[Task details]
Turn every line of the material below into a numbered list, skipping any blank lines. Leave the pictures out of your answer.

[Lines of data]
__________

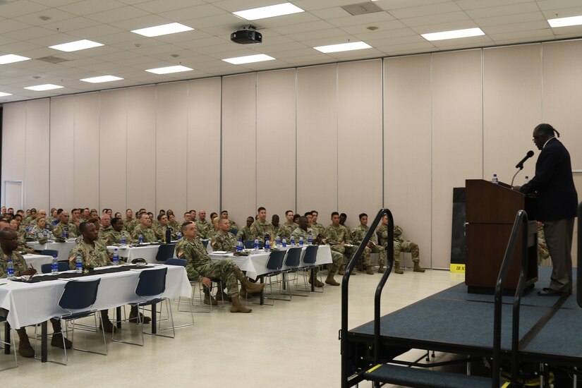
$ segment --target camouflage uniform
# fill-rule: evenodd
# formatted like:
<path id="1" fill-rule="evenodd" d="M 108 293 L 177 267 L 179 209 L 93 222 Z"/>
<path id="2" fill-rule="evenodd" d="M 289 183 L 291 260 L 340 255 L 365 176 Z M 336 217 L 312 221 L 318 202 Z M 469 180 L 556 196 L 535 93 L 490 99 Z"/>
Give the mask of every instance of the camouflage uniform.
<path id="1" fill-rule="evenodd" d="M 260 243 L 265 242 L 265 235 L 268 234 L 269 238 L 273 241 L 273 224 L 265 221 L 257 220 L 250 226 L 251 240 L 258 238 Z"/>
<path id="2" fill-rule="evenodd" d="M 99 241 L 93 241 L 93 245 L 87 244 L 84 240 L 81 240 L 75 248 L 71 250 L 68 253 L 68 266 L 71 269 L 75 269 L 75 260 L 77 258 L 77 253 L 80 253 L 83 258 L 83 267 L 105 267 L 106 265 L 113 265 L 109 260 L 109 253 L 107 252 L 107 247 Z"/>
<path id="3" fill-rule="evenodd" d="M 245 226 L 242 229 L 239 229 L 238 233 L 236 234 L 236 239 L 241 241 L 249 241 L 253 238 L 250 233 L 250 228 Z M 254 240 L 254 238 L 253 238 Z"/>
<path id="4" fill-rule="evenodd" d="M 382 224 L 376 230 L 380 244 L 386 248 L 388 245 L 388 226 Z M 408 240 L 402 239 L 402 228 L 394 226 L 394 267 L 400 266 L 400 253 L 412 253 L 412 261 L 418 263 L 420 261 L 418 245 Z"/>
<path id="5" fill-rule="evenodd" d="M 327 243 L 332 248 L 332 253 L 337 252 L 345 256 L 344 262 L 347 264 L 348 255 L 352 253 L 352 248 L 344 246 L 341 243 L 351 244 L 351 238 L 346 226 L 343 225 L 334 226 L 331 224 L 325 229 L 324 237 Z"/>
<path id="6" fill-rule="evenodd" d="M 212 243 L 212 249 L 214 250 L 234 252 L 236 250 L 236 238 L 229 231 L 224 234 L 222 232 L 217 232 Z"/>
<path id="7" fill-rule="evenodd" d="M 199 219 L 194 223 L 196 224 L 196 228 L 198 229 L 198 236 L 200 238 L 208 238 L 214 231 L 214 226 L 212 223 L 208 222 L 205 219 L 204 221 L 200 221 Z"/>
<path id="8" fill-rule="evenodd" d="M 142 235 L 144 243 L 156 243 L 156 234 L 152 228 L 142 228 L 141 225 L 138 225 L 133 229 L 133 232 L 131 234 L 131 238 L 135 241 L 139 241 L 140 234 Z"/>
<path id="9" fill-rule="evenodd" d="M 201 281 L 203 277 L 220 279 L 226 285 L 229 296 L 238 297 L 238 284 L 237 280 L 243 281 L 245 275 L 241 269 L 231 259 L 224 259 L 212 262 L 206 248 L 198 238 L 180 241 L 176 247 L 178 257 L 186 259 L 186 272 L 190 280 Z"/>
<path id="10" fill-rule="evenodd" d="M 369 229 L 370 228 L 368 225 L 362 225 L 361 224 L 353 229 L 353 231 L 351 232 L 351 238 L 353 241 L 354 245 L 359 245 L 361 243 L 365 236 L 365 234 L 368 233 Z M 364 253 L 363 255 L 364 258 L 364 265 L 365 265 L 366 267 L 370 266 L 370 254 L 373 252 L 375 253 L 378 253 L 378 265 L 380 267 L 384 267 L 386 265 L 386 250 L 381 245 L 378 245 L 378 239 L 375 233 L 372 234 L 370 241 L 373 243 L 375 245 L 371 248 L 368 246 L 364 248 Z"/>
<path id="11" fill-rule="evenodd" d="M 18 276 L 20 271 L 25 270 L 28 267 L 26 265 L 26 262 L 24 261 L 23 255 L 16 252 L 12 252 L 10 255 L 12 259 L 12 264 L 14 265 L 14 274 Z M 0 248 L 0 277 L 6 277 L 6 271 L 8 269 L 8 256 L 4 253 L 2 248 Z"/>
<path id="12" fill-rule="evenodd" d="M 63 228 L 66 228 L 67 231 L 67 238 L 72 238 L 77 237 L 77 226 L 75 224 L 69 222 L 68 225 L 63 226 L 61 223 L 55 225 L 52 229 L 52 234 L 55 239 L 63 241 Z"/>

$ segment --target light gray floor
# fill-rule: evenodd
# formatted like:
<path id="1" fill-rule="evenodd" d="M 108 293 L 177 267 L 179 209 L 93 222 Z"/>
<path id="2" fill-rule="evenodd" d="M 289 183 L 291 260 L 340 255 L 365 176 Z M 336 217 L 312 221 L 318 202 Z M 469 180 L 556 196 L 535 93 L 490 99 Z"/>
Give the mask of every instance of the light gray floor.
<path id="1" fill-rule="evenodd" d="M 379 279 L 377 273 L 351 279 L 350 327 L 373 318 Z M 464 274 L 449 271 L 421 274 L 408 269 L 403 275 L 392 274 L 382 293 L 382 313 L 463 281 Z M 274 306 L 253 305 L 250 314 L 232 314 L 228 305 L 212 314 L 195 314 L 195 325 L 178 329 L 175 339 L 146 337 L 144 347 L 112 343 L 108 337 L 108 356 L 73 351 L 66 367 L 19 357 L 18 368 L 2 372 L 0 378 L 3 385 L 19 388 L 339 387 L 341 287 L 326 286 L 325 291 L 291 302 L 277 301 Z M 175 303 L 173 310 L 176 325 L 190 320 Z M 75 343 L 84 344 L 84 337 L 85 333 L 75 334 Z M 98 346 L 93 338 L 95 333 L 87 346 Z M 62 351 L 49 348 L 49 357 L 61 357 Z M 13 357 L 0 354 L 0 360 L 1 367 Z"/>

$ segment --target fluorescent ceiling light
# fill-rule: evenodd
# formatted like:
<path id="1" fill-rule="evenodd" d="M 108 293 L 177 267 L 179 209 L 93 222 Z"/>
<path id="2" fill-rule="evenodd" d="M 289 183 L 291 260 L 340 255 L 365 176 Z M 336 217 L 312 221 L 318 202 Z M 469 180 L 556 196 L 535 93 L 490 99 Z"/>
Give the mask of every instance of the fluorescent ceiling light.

__________

[Solution for this problem]
1. $ segment --target camouflage uniform
2. # fill-rule: evenodd
3. # formatted like:
4. <path id="1" fill-rule="evenodd" d="M 108 293 L 177 267 L 179 209 L 93 222 Z"/>
5. <path id="2" fill-rule="evenodd" d="M 289 183 L 291 260 L 340 255 L 365 176 Z M 336 217 L 312 221 L 318 202 Z M 469 180 L 556 196 L 535 93 L 490 99 Z"/>
6. Give the mask of every instance of the camouflage uniform.
7. <path id="1" fill-rule="evenodd" d="M 260 243 L 265 242 L 265 235 L 268 234 L 269 238 L 273 241 L 273 224 L 265 221 L 257 220 L 250 226 L 251 240 L 258 238 Z"/>
8. <path id="2" fill-rule="evenodd" d="M 99 241 L 93 241 L 93 245 L 87 244 L 84 240 L 81 240 L 75 248 L 71 250 L 68 253 L 68 266 L 71 269 L 75 269 L 75 260 L 77 258 L 77 253 L 80 253 L 83 258 L 83 267 L 105 267 L 106 265 L 113 265 L 109 260 L 109 253 L 107 252 L 107 247 Z"/>
9. <path id="3" fill-rule="evenodd" d="M 245 226 L 242 229 L 239 229 L 238 233 L 236 234 L 236 239 L 241 241 L 249 241 L 253 238 L 250 233 L 250 228 Z M 254 240 L 254 238 L 253 238 Z"/>
10. <path id="4" fill-rule="evenodd" d="M 382 224 L 376 230 L 380 244 L 386 248 L 388 245 L 388 226 Z M 408 240 L 402 239 L 402 228 L 394 226 L 394 267 L 400 266 L 400 253 L 412 253 L 412 261 L 418 263 L 420 261 L 418 245 Z"/>
11. <path id="5" fill-rule="evenodd" d="M 327 243 L 332 248 L 332 253 L 337 252 L 345 256 L 344 262 L 347 264 L 348 255 L 352 253 L 352 248 L 344 246 L 341 243 L 351 244 L 351 238 L 346 226 L 343 225 L 334 226 L 331 224 L 325 229 L 324 237 Z"/>
12. <path id="6" fill-rule="evenodd" d="M 212 243 L 212 249 L 214 250 L 234 252 L 236 250 L 236 238 L 229 231 L 224 234 L 222 232 L 217 232 Z"/>
13. <path id="7" fill-rule="evenodd" d="M 199 219 L 194 223 L 196 224 L 196 228 L 198 229 L 198 236 L 200 238 L 208 238 L 214 231 L 214 226 L 212 223 L 208 222 L 205 219 L 204 221 L 200 221 Z"/>
14. <path id="8" fill-rule="evenodd" d="M 142 235 L 144 243 L 156 243 L 156 234 L 152 228 L 142 228 L 141 225 L 138 225 L 133 229 L 133 232 L 131 234 L 131 238 L 135 241 L 139 241 L 140 234 Z"/>
15. <path id="9" fill-rule="evenodd" d="M 201 281 L 203 277 L 220 279 L 226 285 L 229 296 L 238 297 L 238 284 L 237 280 L 243 281 L 245 275 L 241 269 L 231 259 L 224 259 L 212 262 L 206 248 L 198 238 L 180 241 L 176 247 L 178 257 L 186 259 L 186 272 L 190 280 Z"/>
16. <path id="10" fill-rule="evenodd" d="M 369 229 L 370 228 L 368 225 L 362 225 L 361 224 L 353 229 L 353 231 L 351 232 L 351 238 L 353 241 L 354 245 L 359 245 L 361 243 L 365 236 L 365 234 L 368 233 Z M 364 253 L 363 255 L 364 258 L 364 265 L 365 265 L 366 267 L 370 266 L 370 254 L 373 252 L 375 253 L 378 253 L 378 265 L 380 267 L 384 267 L 386 265 L 386 250 L 381 245 L 378 245 L 378 239 L 375 233 L 372 234 L 370 241 L 373 243 L 375 245 L 371 248 L 368 246 L 364 248 Z"/>
17. <path id="11" fill-rule="evenodd" d="M 18 276 L 20 271 L 25 270 L 28 267 L 26 265 L 26 262 L 24 261 L 23 255 L 16 252 L 12 252 L 10 255 L 12 259 L 12 264 L 14 265 L 14 274 Z M 0 248 L 0 277 L 6 277 L 6 271 L 8 269 L 8 256 L 4 253 L 2 248 Z"/>
18. <path id="12" fill-rule="evenodd" d="M 63 228 L 66 228 L 67 231 L 67 238 L 72 238 L 77 237 L 77 226 L 75 224 L 69 222 L 68 225 L 63 226 L 61 223 L 55 225 L 52 229 L 52 234 L 55 239 L 63 241 Z"/>
19. $ segment --target light gray floor
20. # fill-rule: evenodd
21. # formatted like:
22. <path id="1" fill-rule="evenodd" d="M 108 293 L 177 267 L 179 209 L 93 222 Z"/>
23. <path id="2" fill-rule="evenodd" d="M 289 183 L 291 260 L 340 255 L 365 176 Z M 336 217 L 312 221 L 318 202 Z M 469 180 L 556 196 L 535 93 L 490 99 Z"/>
24. Give the mask of every instance of the light gray floor.
25. <path id="1" fill-rule="evenodd" d="M 379 279 L 377 273 L 351 279 L 350 327 L 373 318 Z M 464 274 L 449 271 L 421 274 L 408 269 L 403 275 L 392 274 L 382 293 L 382 313 L 463 281 Z M 274 306 L 253 305 L 250 314 L 232 314 L 228 305 L 212 314 L 195 314 L 195 325 L 178 329 L 175 339 L 146 337 L 144 347 L 112 343 L 108 337 L 108 356 L 73 351 L 66 367 L 19 357 L 18 368 L 2 372 L 0 378 L 3 385 L 19 388 L 339 387 L 341 287 L 326 286 L 325 291 L 291 302 L 277 301 Z M 175 303 L 173 310 L 176 325 L 190 320 Z M 75 343 L 84 344 L 84 337 L 85 333 L 75 334 Z M 98 346 L 93 338 L 95 333 L 87 346 Z M 62 351 L 49 348 L 49 357 L 61 357 Z M 13 357 L 0 354 L 0 360 L 1 367 Z"/>
26. $ segment --target fluorescent ceiling light
27. # fill-rule: evenodd
28. # formatted like:
29. <path id="1" fill-rule="evenodd" d="M 108 293 L 177 267 L 179 209 L 93 222 Z"/>
30. <path id="2" fill-rule="evenodd" d="M 289 183 L 291 260 L 340 255 L 365 176 Z M 336 217 L 312 221 L 318 202 Z M 469 180 L 556 196 L 535 93 L 490 99 Z"/>
31. Give the mask of every instance of the fluorescent ceiling light.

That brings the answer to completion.